Brief ->
Lines from the one containing "the gas station" through the final line of the records are the only ones to copy, and each must match exactly.

Point-per-instance localization data ->

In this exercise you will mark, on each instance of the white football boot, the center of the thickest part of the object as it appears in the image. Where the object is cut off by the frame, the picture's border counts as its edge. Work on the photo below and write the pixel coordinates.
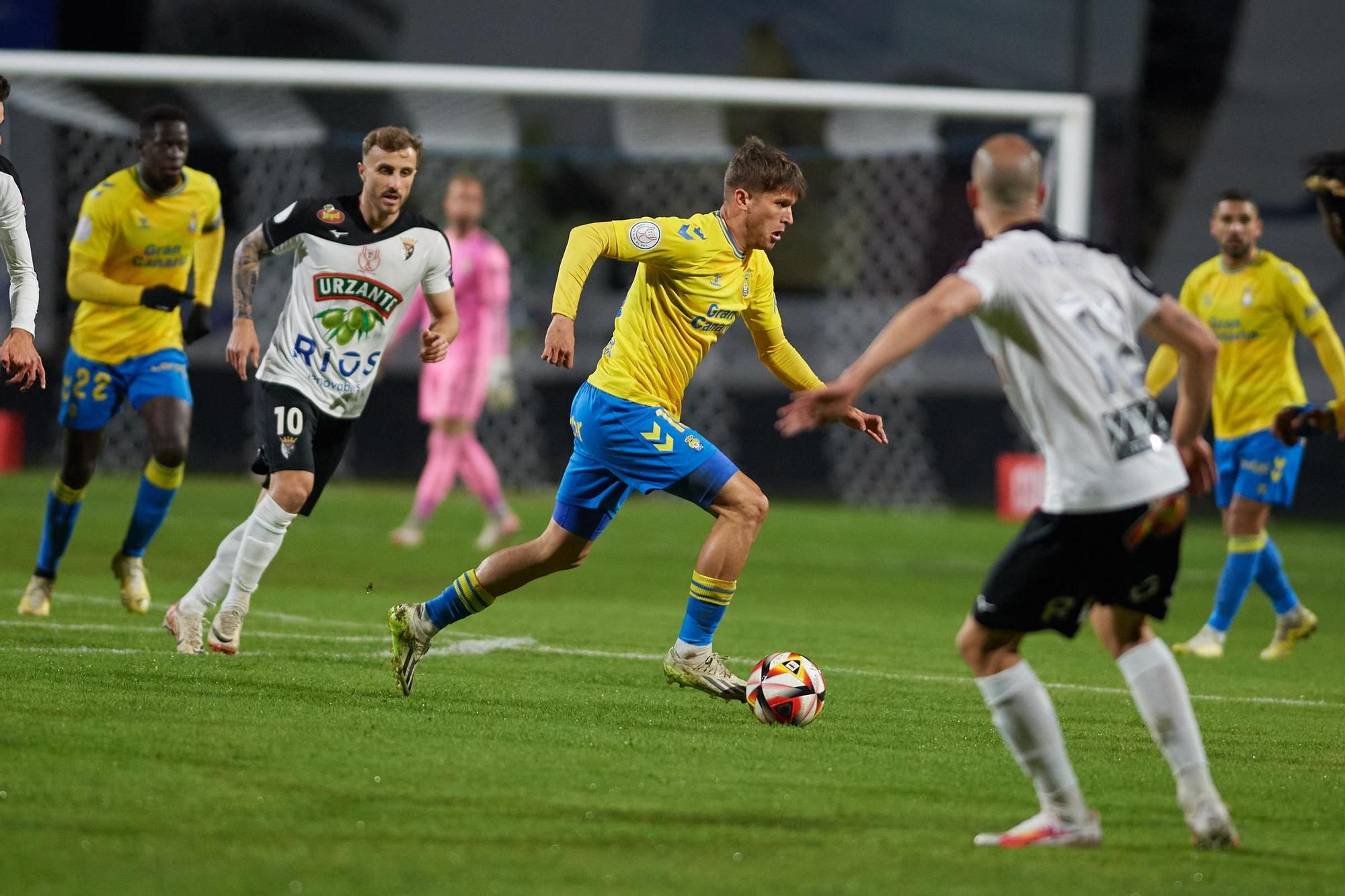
(186, 628)
(1046, 829)
(407, 536)
(412, 630)
(705, 671)
(497, 532)
(227, 631)
(135, 589)
(1207, 643)
(1211, 825)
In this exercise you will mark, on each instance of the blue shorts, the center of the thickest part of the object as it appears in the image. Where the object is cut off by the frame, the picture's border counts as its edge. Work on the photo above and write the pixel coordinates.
(621, 446)
(92, 392)
(1257, 466)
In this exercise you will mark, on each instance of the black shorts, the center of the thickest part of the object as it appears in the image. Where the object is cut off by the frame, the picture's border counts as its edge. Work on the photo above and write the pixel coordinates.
(294, 435)
(1062, 564)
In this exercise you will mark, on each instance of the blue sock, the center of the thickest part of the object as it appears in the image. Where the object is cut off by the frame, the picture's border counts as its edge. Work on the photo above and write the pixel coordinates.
(59, 525)
(1239, 569)
(158, 487)
(1270, 576)
(459, 600)
(705, 608)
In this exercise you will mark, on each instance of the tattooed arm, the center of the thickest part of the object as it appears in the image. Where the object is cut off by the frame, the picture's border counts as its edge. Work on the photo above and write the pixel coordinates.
(243, 342)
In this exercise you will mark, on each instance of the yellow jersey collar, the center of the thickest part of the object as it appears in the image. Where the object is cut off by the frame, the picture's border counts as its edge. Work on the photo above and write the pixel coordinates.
(151, 192)
(727, 235)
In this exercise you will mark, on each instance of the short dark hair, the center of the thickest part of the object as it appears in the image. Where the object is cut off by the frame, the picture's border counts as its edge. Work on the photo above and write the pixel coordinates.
(392, 139)
(1237, 194)
(758, 167)
(161, 112)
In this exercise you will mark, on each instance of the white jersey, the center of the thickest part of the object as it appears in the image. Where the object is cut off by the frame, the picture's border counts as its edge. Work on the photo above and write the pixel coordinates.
(1061, 319)
(18, 253)
(349, 290)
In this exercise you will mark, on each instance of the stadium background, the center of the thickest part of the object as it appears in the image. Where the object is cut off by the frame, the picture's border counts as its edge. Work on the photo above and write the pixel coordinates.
(1190, 97)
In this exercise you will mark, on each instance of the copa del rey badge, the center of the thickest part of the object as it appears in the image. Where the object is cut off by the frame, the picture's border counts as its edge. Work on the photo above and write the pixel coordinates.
(369, 257)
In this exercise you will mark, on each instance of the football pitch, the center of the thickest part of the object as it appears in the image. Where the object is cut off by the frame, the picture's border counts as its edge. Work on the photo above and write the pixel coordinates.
(544, 752)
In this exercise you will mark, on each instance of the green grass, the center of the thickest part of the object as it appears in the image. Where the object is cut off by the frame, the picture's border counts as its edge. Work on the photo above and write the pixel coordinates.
(295, 767)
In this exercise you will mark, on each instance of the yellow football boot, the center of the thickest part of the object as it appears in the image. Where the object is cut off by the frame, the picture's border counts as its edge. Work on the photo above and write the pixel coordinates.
(135, 589)
(1293, 626)
(37, 598)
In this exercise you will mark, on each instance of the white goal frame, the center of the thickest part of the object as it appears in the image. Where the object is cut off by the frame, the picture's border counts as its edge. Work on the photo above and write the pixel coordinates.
(1074, 114)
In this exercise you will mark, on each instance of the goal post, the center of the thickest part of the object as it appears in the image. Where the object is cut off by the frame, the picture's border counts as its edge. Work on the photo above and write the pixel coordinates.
(886, 165)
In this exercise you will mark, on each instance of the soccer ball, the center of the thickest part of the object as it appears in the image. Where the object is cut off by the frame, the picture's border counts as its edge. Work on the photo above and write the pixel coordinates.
(786, 689)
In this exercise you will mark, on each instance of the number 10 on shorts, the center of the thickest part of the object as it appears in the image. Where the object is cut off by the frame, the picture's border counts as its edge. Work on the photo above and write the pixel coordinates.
(290, 421)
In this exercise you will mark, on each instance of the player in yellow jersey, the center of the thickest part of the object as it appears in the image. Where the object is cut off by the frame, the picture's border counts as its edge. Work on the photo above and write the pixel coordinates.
(146, 236)
(1254, 302)
(696, 276)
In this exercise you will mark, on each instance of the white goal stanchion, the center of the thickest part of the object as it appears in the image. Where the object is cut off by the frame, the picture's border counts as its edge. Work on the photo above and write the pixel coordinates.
(880, 170)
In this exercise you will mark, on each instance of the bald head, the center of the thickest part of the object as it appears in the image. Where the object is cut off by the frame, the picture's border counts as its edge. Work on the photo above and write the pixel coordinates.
(1007, 170)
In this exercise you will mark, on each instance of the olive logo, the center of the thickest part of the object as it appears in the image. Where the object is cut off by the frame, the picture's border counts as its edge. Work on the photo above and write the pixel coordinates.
(344, 325)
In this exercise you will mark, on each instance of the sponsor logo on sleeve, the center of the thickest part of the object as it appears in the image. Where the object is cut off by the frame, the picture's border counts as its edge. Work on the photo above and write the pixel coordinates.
(332, 214)
(645, 235)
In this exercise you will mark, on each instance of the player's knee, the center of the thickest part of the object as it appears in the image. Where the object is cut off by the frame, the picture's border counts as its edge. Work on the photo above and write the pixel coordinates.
(291, 493)
(173, 454)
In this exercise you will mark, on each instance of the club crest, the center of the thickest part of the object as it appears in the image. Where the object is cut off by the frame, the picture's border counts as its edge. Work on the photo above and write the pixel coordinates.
(332, 214)
(369, 259)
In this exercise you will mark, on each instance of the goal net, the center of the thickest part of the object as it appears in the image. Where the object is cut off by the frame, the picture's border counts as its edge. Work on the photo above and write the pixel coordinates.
(883, 218)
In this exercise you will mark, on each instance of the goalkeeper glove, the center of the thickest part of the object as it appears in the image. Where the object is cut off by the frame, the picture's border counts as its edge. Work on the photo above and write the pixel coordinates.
(163, 298)
(500, 384)
(198, 323)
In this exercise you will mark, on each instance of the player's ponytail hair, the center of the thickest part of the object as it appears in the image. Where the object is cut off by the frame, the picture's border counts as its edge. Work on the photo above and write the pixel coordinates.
(758, 167)
(392, 139)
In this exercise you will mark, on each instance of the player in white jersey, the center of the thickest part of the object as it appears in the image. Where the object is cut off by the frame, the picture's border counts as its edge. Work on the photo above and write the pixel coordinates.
(358, 261)
(20, 360)
(1059, 318)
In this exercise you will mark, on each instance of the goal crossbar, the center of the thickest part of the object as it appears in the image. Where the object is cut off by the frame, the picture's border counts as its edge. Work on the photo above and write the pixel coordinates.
(1074, 112)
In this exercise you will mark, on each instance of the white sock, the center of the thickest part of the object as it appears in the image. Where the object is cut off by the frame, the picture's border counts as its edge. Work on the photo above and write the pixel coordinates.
(263, 533)
(688, 651)
(1022, 709)
(213, 584)
(1164, 702)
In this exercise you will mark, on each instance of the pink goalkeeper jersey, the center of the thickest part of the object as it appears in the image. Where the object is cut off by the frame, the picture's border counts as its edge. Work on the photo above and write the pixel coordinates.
(457, 386)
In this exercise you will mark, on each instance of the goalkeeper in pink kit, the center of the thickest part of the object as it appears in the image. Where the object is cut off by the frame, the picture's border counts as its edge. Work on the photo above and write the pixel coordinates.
(477, 372)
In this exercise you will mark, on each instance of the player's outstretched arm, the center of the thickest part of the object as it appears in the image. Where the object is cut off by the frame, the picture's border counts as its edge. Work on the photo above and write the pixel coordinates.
(584, 247)
(443, 329)
(1198, 352)
(779, 356)
(910, 329)
(243, 341)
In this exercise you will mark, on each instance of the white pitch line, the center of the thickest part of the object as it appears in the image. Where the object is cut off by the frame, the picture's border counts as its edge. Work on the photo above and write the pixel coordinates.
(475, 645)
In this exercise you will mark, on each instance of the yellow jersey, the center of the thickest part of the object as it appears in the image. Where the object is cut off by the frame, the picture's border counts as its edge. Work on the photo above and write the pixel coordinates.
(1254, 313)
(141, 239)
(691, 286)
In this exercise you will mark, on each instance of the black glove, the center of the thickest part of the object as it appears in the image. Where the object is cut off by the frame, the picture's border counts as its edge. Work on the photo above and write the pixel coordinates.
(198, 323)
(163, 298)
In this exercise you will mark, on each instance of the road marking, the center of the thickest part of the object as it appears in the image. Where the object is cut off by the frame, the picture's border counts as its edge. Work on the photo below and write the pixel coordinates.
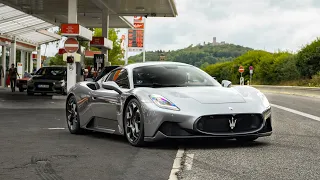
(176, 165)
(297, 112)
(59, 97)
(188, 162)
(56, 128)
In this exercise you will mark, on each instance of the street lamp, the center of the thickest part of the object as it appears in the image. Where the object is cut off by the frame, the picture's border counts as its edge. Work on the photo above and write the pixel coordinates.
(162, 57)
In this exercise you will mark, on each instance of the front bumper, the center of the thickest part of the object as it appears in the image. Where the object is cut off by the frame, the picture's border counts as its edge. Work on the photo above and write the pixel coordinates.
(179, 133)
(45, 87)
(162, 124)
(22, 84)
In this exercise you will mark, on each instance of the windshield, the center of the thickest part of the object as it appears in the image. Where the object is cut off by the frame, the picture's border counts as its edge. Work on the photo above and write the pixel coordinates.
(52, 71)
(169, 75)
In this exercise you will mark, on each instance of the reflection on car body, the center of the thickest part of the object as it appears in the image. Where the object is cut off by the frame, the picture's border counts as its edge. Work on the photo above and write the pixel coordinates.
(156, 100)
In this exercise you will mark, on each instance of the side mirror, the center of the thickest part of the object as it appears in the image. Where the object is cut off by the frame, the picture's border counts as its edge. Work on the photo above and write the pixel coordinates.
(111, 85)
(226, 83)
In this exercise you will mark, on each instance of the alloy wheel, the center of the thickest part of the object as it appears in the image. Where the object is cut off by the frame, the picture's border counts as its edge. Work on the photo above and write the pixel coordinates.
(133, 122)
(72, 114)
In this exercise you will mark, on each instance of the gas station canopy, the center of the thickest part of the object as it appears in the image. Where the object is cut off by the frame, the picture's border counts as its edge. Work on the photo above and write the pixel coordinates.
(24, 27)
(89, 11)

Exercise answer ->
In this exercise you will mark, on each instance of the gas station canopy, the center of the thickest part of the object as it appears in the image. Where the object is cut off by the frame, the picture's border counts as its edge. Work on the photo above and write the pixel coordinates.
(24, 27)
(89, 11)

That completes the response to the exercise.